--- EXERCISE INSTRUCTIONS ---
Make an exact copy of all the data.

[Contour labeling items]
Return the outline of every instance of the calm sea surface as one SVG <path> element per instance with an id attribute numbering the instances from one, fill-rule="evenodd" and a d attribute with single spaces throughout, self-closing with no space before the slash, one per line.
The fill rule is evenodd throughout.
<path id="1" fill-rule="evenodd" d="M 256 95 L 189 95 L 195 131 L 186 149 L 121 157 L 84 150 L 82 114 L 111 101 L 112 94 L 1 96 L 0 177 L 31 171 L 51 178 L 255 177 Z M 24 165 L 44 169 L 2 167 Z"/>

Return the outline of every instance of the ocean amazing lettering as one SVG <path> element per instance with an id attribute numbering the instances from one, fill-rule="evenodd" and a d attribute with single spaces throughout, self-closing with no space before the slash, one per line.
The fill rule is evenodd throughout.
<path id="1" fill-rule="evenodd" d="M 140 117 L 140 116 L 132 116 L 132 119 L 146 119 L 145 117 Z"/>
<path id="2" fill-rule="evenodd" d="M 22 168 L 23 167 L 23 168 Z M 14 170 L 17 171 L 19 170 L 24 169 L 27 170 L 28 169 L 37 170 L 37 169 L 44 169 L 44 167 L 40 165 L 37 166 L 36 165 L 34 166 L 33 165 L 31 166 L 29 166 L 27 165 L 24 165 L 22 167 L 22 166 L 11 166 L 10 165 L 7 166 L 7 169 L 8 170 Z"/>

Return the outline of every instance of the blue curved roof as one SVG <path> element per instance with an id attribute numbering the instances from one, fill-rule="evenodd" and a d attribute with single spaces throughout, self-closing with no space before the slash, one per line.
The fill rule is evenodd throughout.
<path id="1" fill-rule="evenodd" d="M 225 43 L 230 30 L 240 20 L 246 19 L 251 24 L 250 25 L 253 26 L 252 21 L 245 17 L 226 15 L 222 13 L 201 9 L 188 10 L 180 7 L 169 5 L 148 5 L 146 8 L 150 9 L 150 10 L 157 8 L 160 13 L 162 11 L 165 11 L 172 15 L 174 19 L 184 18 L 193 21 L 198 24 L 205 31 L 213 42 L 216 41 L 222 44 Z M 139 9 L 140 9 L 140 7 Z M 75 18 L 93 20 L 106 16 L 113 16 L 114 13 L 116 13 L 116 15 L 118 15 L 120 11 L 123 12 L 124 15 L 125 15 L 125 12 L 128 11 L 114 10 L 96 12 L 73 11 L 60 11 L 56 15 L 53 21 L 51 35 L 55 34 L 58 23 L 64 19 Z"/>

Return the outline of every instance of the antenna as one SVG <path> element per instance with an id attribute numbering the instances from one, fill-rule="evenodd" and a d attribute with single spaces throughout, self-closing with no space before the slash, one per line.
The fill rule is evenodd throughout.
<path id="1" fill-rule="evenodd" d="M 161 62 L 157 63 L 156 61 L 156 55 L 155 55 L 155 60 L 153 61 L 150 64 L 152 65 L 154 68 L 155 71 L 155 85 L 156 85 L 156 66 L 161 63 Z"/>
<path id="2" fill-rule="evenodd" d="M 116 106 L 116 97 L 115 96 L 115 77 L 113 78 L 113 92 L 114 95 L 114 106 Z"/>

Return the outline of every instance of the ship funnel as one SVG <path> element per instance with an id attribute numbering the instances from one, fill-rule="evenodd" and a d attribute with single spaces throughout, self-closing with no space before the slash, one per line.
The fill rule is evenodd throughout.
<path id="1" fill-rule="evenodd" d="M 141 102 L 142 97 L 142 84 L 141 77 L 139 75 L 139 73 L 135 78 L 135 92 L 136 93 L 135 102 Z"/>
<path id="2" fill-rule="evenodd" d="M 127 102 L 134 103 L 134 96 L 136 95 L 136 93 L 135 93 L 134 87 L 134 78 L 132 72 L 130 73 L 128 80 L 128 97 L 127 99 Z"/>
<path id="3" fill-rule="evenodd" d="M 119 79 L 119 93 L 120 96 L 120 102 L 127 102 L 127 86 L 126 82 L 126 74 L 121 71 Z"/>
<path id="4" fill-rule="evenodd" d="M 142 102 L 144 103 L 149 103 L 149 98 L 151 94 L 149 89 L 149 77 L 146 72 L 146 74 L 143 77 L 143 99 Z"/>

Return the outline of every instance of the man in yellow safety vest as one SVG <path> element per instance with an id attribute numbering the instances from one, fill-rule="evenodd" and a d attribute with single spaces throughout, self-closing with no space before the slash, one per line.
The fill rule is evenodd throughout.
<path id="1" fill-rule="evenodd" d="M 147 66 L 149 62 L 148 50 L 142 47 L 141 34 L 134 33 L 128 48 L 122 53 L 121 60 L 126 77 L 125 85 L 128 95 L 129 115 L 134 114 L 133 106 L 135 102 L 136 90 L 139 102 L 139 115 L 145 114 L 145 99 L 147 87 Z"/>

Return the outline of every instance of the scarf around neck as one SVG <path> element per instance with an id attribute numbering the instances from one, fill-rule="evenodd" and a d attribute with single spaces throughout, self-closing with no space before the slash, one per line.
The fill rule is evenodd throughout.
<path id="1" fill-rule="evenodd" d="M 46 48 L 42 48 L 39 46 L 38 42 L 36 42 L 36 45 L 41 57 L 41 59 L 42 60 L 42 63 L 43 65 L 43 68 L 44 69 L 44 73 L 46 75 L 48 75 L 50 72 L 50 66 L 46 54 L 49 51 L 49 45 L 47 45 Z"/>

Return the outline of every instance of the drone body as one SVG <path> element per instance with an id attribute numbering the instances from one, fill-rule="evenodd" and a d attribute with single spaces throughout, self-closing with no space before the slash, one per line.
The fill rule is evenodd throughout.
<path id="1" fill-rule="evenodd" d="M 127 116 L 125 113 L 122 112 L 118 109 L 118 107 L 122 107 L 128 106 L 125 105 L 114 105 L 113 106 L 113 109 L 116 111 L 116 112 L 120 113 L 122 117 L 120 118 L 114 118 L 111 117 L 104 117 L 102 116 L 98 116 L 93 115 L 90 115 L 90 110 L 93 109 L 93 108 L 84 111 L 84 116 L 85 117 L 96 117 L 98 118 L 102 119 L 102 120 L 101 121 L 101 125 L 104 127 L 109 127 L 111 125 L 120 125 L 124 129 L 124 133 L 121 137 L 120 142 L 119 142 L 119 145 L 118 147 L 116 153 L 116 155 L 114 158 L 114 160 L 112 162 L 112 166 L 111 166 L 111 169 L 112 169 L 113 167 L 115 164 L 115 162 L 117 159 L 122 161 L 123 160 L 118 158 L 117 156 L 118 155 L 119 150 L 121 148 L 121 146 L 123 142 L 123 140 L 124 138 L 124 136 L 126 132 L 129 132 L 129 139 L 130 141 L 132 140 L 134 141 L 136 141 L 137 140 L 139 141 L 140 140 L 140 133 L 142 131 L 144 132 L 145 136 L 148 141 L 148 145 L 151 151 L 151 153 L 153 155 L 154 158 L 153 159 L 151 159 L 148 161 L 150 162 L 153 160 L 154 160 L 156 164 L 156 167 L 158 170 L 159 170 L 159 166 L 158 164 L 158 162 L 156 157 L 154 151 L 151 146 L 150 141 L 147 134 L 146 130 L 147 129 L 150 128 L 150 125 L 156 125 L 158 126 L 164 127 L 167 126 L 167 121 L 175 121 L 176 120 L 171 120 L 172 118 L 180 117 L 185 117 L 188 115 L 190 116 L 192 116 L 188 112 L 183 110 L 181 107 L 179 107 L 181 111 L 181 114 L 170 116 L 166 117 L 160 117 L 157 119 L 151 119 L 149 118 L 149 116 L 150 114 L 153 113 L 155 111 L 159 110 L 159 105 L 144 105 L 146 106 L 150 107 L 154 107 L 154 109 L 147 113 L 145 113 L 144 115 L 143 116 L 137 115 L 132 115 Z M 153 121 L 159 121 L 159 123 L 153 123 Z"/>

--- EXERCISE RESPONSE ---
Return the outline of every instance of the calm sea surface as one SVG <path> element per instance with an id attribute numbering the instances from one, fill-rule="evenodd" and a d attribute with single spaces throughout, self-closing with no space before the slash, one per line.
The fill rule is evenodd throughout.
<path id="1" fill-rule="evenodd" d="M 256 95 L 189 95 L 195 131 L 186 149 L 121 157 L 84 150 L 82 114 L 111 101 L 112 94 L 1 96 L 0 177 L 31 171 L 51 178 L 255 177 Z M 24 165 L 44 169 L 2 167 Z"/>

Return the outline of every instance of the ocean amazing lettering as one SVG <path> element per instance with an id attribute numbering the instances from one, fill-rule="evenodd" and a d attribute with single spaces throughout, self-closing with no space before the slash, one per line.
The fill rule is evenodd throughout.
<path id="1" fill-rule="evenodd" d="M 140 117 L 140 116 L 132 116 L 132 119 L 146 119 L 145 117 Z"/>
<path id="2" fill-rule="evenodd" d="M 22 168 L 23 167 L 23 168 Z M 14 170 L 17 171 L 19 170 L 24 169 L 27 170 L 28 169 L 37 170 L 37 169 L 44 169 L 44 167 L 40 165 L 37 166 L 36 165 L 34 166 L 33 165 L 31 166 L 29 166 L 27 165 L 24 165 L 22 167 L 22 166 L 11 166 L 10 165 L 7 166 L 7 169 L 8 170 Z"/>

Return the outline of every instance of the blue curved roof as one SVG <path> element per instance with an id attribute numbering the instances from one, fill-rule="evenodd" and a d attribute with single spaces throughout, self-closing with no space before the slash, one per line.
The fill rule is evenodd throughout.
<path id="1" fill-rule="evenodd" d="M 225 43 L 230 30 L 240 20 L 246 19 L 251 24 L 250 25 L 253 26 L 252 21 L 245 17 L 226 15 L 222 13 L 201 9 L 188 10 L 180 7 L 169 5 L 148 5 L 146 8 L 150 9 L 150 10 L 157 8 L 160 13 L 162 11 L 165 11 L 172 15 L 174 19 L 184 18 L 193 21 L 198 24 L 205 31 L 213 42 L 216 41 L 222 44 Z M 139 9 L 140 9 L 140 7 Z M 75 18 L 93 20 L 106 16 L 113 16 L 114 13 L 116 13 L 116 15 L 118 15 L 120 11 L 123 12 L 124 15 L 125 15 L 125 12 L 128 11 L 114 10 L 96 12 L 73 11 L 60 11 L 56 15 L 53 21 L 51 35 L 55 34 L 58 23 L 64 19 Z"/>

Return the outline of every instance of the antenna as one SVG <path> element per instance with an id attribute numbering the instances from one, fill-rule="evenodd" and a d attribute with single spaces throughout, self-closing with no space before the slash, one per line.
The fill rule is evenodd throughout.
<path id="1" fill-rule="evenodd" d="M 161 62 L 157 63 L 156 61 L 156 55 L 155 55 L 155 60 L 153 61 L 150 64 L 152 65 L 154 68 L 155 71 L 155 85 L 156 85 L 156 66 L 161 63 Z"/>
<path id="2" fill-rule="evenodd" d="M 116 106 L 116 97 L 115 96 L 115 77 L 113 78 L 113 92 L 114 95 L 114 106 Z"/>

Return the outline of every instance of the ship funnel as one SVG <path> element per instance with an id attribute numbering the instances from one, fill-rule="evenodd" and a d attribute with single spaces throughout, self-closing with no space before the slash, one per line.
The fill rule is evenodd throughout.
<path id="1" fill-rule="evenodd" d="M 141 102 L 142 97 L 142 84 L 141 77 L 139 75 L 139 73 L 135 78 L 135 92 L 136 93 L 135 102 Z"/>
<path id="2" fill-rule="evenodd" d="M 127 102 L 134 103 L 134 96 L 136 95 L 136 93 L 135 93 L 134 87 L 134 78 L 132 72 L 130 73 L 128 80 L 128 97 L 127 99 Z"/>
<path id="3" fill-rule="evenodd" d="M 119 79 L 119 93 L 120 96 L 120 102 L 127 102 L 127 86 L 126 82 L 126 74 L 121 71 Z"/>
<path id="4" fill-rule="evenodd" d="M 142 102 L 144 103 L 149 103 L 149 98 L 151 94 L 149 89 L 149 77 L 146 72 L 146 74 L 143 77 L 143 99 Z"/>

Return the outline of every instance of the man in yellow safety vest as one SVG <path> element per instance with an id attribute numbering the instances from one, fill-rule="evenodd" and a d attribute with single spaces throughout, self-closing with no space before the slash, one per line.
The fill rule is evenodd throughout.
<path id="1" fill-rule="evenodd" d="M 147 66 L 149 62 L 148 50 L 142 47 L 141 34 L 134 33 L 128 48 L 122 53 L 121 60 L 126 77 L 125 85 L 128 95 L 129 115 L 134 114 L 133 106 L 135 102 L 136 90 L 139 102 L 139 115 L 145 114 L 145 99 L 147 87 Z"/>

Return the outline of every instance of the scarf around neck as one SVG <path> element per instance with an id attribute numbering the instances from one, fill-rule="evenodd" and a d attribute with single spaces throughout, self-closing with no space before the slash, one per line.
The fill rule is evenodd throughout.
<path id="1" fill-rule="evenodd" d="M 46 48 L 42 48 L 39 46 L 38 42 L 36 42 L 36 45 L 41 57 L 41 59 L 42 60 L 42 63 L 43 65 L 43 68 L 44 69 L 44 73 L 46 75 L 48 75 L 50 72 L 50 66 L 46 54 L 49 51 L 49 45 L 47 45 Z"/>

Return the outline of every instance of the drone body as one SVG <path> element per instance with an id attribute numbering the instances from one, fill-rule="evenodd" and a d attribute with single spaces throughout, self-closing with no space before the slash, one per line.
The fill rule is evenodd throughout.
<path id="1" fill-rule="evenodd" d="M 127 116 L 125 113 L 122 112 L 118 109 L 118 107 L 122 107 L 128 106 L 125 105 L 114 105 L 113 106 L 113 109 L 116 111 L 116 112 L 120 113 L 122 117 L 120 118 L 114 118 L 111 117 L 104 117 L 102 116 L 98 116 L 93 115 L 90 115 L 90 110 L 93 109 L 93 108 L 84 111 L 84 116 L 85 117 L 96 117 L 98 118 L 102 119 L 102 120 L 101 121 L 101 125 L 104 127 L 109 127 L 111 125 L 120 125 L 124 129 L 124 133 L 121 137 L 120 142 L 119 142 L 119 145 L 118 147 L 116 153 L 116 155 L 114 158 L 114 160 L 112 162 L 112 166 L 111 166 L 111 169 L 112 169 L 113 167 L 115 164 L 115 162 L 117 159 L 122 161 L 123 160 L 118 158 L 117 156 L 118 155 L 119 150 L 121 148 L 121 146 L 123 142 L 123 140 L 124 138 L 124 136 L 126 132 L 129 132 L 129 139 L 130 141 L 132 140 L 134 141 L 136 141 L 137 140 L 139 141 L 140 140 L 140 133 L 142 131 L 144 132 L 145 136 L 148 141 L 148 145 L 151 151 L 151 153 L 153 155 L 154 158 L 153 159 L 151 159 L 148 161 L 150 162 L 153 160 L 154 160 L 156 164 L 156 167 L 158 170 L 159 170 L 159 166 L 158 164 L 158 162 L 156 157 L 154 151 L 151 146 L 150 141 L 147 134 L 146 130 L 147 129 L 150 128 L 150 125 L 156 125 L 158 126 L 164 127 L 167 126 L 167 121 L 175 121 L 176 120 L 171 120 L 172 118 L 180 117 L 185 117 L 188 115 L 190 116 L 192 116 L 188 112 L 183 110 L 181 107 L 179 107 L 181 111 L 181 114 L 170 116 L 166 117 L 160 117 L 157 119 L 151 119 L 149 118 L 149 116 L 150 114 L 153 113 L 155 111 L 159 110 L 159 105 L 144 105 L 146 106 L 150 107 L 154 107 L 154 109 L 147 113 L 145 113 L 144 115 L 143 116 L 137 115 L 132 115 Z M 153 121 L 159 121 L 159 123 L 153 123 Z"/>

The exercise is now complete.